## start Material provided

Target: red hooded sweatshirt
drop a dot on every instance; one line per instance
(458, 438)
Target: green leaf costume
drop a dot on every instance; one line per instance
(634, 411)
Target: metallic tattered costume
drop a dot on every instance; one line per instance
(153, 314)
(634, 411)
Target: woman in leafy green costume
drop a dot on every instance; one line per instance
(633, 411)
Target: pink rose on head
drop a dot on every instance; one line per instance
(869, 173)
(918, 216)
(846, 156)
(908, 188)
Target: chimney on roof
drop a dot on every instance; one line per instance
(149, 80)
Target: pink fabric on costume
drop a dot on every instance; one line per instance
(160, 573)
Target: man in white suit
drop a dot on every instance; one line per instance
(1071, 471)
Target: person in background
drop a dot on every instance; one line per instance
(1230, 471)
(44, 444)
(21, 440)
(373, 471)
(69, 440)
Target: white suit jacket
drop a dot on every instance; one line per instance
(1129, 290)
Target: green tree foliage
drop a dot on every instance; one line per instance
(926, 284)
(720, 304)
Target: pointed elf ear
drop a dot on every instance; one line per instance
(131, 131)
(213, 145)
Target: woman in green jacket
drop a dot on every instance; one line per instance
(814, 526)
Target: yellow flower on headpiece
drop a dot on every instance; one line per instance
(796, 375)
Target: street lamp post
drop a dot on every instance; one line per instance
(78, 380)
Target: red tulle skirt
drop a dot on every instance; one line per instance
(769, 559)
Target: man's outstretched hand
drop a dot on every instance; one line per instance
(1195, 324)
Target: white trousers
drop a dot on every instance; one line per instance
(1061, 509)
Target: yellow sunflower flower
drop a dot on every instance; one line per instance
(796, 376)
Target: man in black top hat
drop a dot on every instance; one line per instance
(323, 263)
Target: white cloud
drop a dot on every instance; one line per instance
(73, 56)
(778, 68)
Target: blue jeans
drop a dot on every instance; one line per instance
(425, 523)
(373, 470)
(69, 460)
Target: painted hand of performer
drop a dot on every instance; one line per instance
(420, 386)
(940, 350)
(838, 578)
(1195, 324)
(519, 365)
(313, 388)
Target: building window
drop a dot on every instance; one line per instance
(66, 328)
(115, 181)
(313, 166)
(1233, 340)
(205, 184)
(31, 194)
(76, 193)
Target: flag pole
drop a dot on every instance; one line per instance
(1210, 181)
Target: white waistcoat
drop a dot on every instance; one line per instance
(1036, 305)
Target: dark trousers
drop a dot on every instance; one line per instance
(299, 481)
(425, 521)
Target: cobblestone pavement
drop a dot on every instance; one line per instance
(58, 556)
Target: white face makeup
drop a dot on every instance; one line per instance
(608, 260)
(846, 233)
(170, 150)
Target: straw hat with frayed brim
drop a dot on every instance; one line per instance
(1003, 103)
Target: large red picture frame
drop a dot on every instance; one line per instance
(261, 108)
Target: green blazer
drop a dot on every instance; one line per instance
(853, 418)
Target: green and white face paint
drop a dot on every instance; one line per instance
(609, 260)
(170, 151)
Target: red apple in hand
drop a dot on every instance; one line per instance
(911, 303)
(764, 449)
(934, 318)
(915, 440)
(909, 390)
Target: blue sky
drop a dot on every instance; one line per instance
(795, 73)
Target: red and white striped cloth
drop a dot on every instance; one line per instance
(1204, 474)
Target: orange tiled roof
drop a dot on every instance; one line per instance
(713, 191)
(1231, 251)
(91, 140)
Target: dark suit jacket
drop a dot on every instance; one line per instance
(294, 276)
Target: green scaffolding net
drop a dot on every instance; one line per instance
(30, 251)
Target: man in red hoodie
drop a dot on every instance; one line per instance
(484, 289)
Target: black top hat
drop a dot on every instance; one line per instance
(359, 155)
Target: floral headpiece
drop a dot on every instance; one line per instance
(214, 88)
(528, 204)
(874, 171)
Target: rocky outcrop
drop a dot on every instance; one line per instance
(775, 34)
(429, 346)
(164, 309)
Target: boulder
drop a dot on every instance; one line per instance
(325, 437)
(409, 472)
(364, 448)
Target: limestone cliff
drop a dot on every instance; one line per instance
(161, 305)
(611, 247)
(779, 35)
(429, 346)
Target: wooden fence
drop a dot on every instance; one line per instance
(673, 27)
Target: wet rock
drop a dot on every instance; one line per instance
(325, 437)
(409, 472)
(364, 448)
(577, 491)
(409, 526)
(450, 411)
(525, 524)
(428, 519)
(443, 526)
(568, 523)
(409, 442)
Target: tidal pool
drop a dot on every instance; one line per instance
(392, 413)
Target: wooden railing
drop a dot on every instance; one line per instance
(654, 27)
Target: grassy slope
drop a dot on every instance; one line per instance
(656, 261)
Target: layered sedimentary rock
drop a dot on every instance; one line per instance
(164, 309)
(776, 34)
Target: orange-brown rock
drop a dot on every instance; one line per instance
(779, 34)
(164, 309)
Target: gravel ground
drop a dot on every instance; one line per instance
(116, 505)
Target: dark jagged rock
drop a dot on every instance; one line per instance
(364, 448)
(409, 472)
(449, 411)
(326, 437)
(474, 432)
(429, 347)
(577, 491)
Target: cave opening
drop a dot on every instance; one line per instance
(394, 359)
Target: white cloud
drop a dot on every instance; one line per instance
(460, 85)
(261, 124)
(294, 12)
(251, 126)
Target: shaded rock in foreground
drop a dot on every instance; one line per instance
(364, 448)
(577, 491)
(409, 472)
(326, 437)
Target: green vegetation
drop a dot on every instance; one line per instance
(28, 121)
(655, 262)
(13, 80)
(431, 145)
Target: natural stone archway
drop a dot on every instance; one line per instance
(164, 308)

## end Material provided

Copy the listing above line for line, with no changes.

Output below>
Target: red hooded sweatshirt
drop a dot on every instance; one line per instance
(458, 438)
Target: green leaf costume
drop a dot on every instance; one line per instance
(634, 411)
Target: metallic tattered costume
drop a dot on every instance; one line per instance
(153, 314)
(634, 411)
Target: woman in leafy green costume
drop a dot on every instance; one line per instance
(633, 411)
Target: pink rose on head
drop a dot on every instance; one line per instance
(869, 173)
(918, 216)
(846, 156)
(908, 188)
Target: chimney on roof
drop a dot on every instance; one line per instance
(149, 80)
Target: pink fabric on costume
drop a dot on every instance; one line per instance
(160, 573)
Target: man in white suit
drop a dot on every instance; one line per instance
(1071, 471)
Target: person in background
drop a dot on every instance; one line per instance
(1230, 471)
(44, 444)
(21, 440)
(373, 471)
(69, 440)
Target: white suit jacket
drop a dot on every instance; one line per instance
(1129, 290)
Target: green tree foliage
drop a dot on every instance; one line per instance
(926, 284)
(720, 304)
Target: pointed elf ear
drop a dot on every instance; one line per instance
(131, 131)
(213, 145)
Target: woman in green jacket
drop a dot on every instance; one line per instance
(814, 526)
Target: yellow flower on headpiece
drop a dot on every instance; one line per instance
(796, 375)
Target: street lamp post
drop a dot on every instance; one line per instance
(78, 380)
Target: red tulle skirt
drop a dot on every instance; one line per instance
(769, 559)
Target: man's outstretched hand
drop a dot on every instance; one line per instance
(1195, 324)
Target: white trousers
drop a dot on every instance; one line per instance
(1061, 509)
Target: yellow sunflower flower
drop a dot on every instance; one line per instance
(796, 376)
Target: man in black top hat
drop a dot on every instance; one line per instance
(323, 263)
Target: white cloud
drop a dot on every instance; one line per instance
(73, 56)
(778, 68)
Target: blue jeans
drop a dot on every instance; one line per instance
(425, 523)
(373, 470)
(69, 460)
Target: painted hand of performer
drop a dot on every instance; one line per instance
(420, 386)
(940, 350)
(838, 578)
(1195, 324)
(519, 365)
(313, 388)
Target: building window
drop a dot on every instance; one line per instance
(66, 328)
(115, 181)
(313, 166)
(1233, 340)
(205, 184)
(31, 194)
(76, 193)
Target: flag pole
drop a dot on every instance; one line per instance
(1210, 181)
Target: white waistcoat
drop a dot on every instance; one line per instance
(1036, 305)
Target: dark trousers
drop a dot on every instance; one line per instance
(299, 481)
(425, 521)
Target: cobblestone pavement
drop a dot on every instance; one line per instance
(58, 556)
Target: white face makeup
drop a dot on every instance; one line per instance
(608, 260)
(846, 233)
(170, 150)
Target: straw hat with frayed brim
drop a dot on every instance; one line per instance
(1003, 103)
Target: large red picture frame
drop a dot on every instance; one line per instance
(261, 108)
Target: green blazer
drop a dot on every instance; one line per instance
(853, 418)
Target: green and white face paint
drop a dot on every instance; one line per instance
(609, 260)
(170, 151)
Target: red apple in hand
drop a dot on every instance; one line per instance
(911, 303)
(764, 449)
(934, 318)
(915, 440)
(909, 390)
Target: blue sky
drop a dot on every instance; one line per instance
(795, 73)
Target: red and white striped cloth
drop a dot on every instance; one line per instance
(1204, 474)
Target: orange tiled roof
drop a dot on every instance; one line per instance
(713, 191)
(1231, 251)
(91, 140)
Target: dark suit jacket
drop a dot on every instance; one line per instance
(294, 276)
Target: green scaffolding net
drop a dot on every instance; one line per instance
(30, 251)
Target: man in red hoodie
drop a dot on every instance; one line per instance
(484, 289)
Target: black top hat
drop a dot on every instance; one line per instance
(359, 155)
Target: floral headpiece
drop a dot on every instance; one line per instance
(214, 88)
(528, 204)
(874, 171)
Target: rocky outcrop
drop a dot on every instance; one line per instance
(775, 34)
(429, 346)
(164, 309)
Target: boulder
drop a dot on every instance; one line per instance
(325, 437)
(409, 472)
(364, 448)
Target: limestone cliff
drop a dot on every instance; one line per instance
(161, 305)
(611, 247)
(779, 35)
(429, 346)
Target: wooden fence
drop a dot on every instance; one line per instance
(673, 27)
Target: wet rock
drop a dot on every instance; one line per instance
(325, 437)
(409, 472)
(364, 448)
(577, 491)
(409, 526)
(450, 411)
(525, 524)
(428, 519)
(443, 526)
(568, 523)
(409, 442)
Target: tidal pool
drop a dot on every instance; one line per instance
(392, 413)
Target: wooden railing
drop a dot on every instance; one line per instance
(654, 27)
Target: grassy slope
drop a dot on every instance; one line per instance
(656, 261)
Target: layered sedimentary rock
drop a dot on every instance; one line per instance
(164, 309)
(776, 34)
Target: orange-brown rock
drop a dot on every instance; one line per instance
(779, 34)
(164, 309)
Target: gravel ground
drop a dot on every instance; one line per instance
(116, 505)
Target: dark jagged rock
drop a dot on every instance; one line per instance
(364, 448)
(409, 472)
(449, 411)
(326, 437)
(474, 432)
(429, 347)
(577, 491)
Target: cave opening
drop a dot on every instance; one line per instance
(394, 359)
Target: white cloud
drop a dot on every instance; one line per instance
(460, 85)
(261, 124)
(294, 12)
(251, 126)
Target: shaded rock in foreground
drop a dot on every instance; one line per instance
(364, 448)
(577, 491)
(409, 472)
(326, 437)
Target: green vegetation
drop a dot on every instance; one line per instance
(28, 121)
(655, 262)
(13, 80)
(431, 145)
Target: natural stone archway
drop a dot on every instance; one line per instance
(164, 308)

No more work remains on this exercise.